> Set task
Change "marker" to "dot" throughout the material below and write it out again with nothing else altered. Leave the pictures out of your answer.

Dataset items
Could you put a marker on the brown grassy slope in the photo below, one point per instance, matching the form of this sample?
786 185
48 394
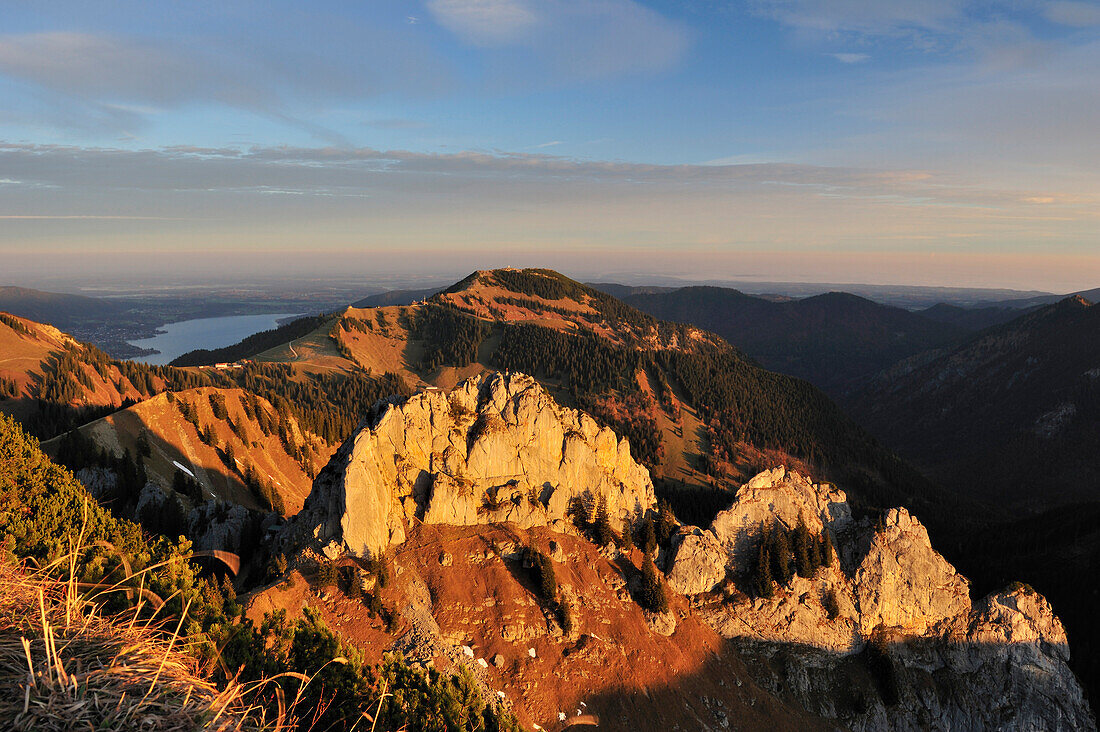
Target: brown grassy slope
173 438
26 357
64 666
614 665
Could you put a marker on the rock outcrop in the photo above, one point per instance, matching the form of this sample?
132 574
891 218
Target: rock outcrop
778 496
699 564
496 449
886 637
904 583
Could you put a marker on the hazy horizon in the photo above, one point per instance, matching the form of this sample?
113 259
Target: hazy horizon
946 143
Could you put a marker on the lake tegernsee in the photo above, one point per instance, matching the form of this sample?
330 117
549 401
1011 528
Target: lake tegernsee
178 338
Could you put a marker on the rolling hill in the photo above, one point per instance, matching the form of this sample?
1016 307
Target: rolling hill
831 340
697 413
1013 410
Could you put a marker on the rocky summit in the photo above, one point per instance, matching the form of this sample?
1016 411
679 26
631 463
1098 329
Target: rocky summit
888 602
862 622
495 449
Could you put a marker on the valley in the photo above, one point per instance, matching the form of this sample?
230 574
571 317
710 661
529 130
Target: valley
392 472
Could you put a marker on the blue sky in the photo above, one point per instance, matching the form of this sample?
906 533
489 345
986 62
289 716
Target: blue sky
922 142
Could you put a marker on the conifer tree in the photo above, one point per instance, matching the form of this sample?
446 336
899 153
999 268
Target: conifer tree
781 556
602 526
627 536
802 541
762 585
653 594
828 553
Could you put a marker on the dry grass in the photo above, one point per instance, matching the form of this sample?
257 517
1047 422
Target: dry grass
65 666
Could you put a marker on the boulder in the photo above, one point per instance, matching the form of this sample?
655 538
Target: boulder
699 564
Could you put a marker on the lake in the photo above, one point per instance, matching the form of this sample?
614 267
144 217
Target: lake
178 338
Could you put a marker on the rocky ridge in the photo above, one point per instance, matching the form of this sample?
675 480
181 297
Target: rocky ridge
496 449
889 603
883 635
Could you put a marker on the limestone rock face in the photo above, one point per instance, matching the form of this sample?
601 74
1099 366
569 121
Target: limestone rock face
496 449
1019 616
782 496
903 582
700 564
888 600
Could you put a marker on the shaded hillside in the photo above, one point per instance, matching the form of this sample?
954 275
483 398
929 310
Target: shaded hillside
1010 415
58 309
53 383
235 446
696 412
829 340
1010 418
971 318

> Answer
Could you put a dot on the brown grassy slope in the photo below, one point per instance, matching the form of this sample?
786 185
48 394
Target: brown grassy slope
173 438
26 357
64 666
614 665
Could you put a dot on the rock outcrop in the photo above, one point per instance, matching the form of this sample?
132 574
891 218
Target: rock outcrop
778 496
699 564
496 449
886 637
904 583
Could you put a dot on the hazy horizon in the photo above, one point per instance, matching the form of this sample?
113 259
Target: hazy horizon
946 143
Could you put a dot on the lake tegernsee in the photo above, one point per instance, matching the form of this sample?
330 117
549 401
1011 528
Target: lake tegernsee
178 338
Could you put a dot on the rolling hill in the photo above, one point per instance, matching the form of this sample?
1016 307
Target: rolling hill
831 340
697 413
1013 410
Could you put a dot on the rocky summit in the photo above, one point per instance, matching the form of this sample?
1016 411
679 26
631 463
1098 329
Target: rocky summit
888 602
862 622
495 449
Could you put a dot on the valley in the photo above, one point per instance, matching the form of this sample?
230 574
571 317
710 661
529 130
Target: valley
392 472
Could you put a dot on the blue sky in the photo above, one point per instance, matching the form of this sample?
906 533
489 345
986 62
289 716
Target: blue sky
922 142
Could you put a dot on the conifer tree in the photo above, one point per instance, matching the form of this sample?
446 336
899 153
999 268
Target: conifer tree
781 556
602 526
627 536
802 541
762 585
653 594
828 553
Could you put a dot on the dry grass in the photo above, one point per instance, matching the form of this sample?
257 517
1047 422
Target: dry grass
65 666
Could you put a dot on the boulder in the photo above, one point per instance, matching the form of this sample?
655 538
Target: boulder
699 564
Could you put a dot on the lake in the photo above, one point per instance, matching the form of this sample?
614 267
144 217
Target: lake
178 338
Could you put a dot on the rocky ridge in the photo above, one point per instance, matching the form of this sample?
675 480
181 297
Target: rocky ridge
496 449
889 603
883 635
Could you put a dot on the limestone rock face in the photo above, one point per instance, matching the form of this sample?
601 74
1099 366
569 121
Target: limestone rock face
496 449
1019 616
782 496
903 582
700 564
888 600
Could you put a dot on the shaded hillside in the photo above, one point per instance, matching the form of this sample?
954 275
483 398
929 310
Target: shaded hillside
1010 415
58 309
53 383
235 446
696 412
829 340
1010 418
971 318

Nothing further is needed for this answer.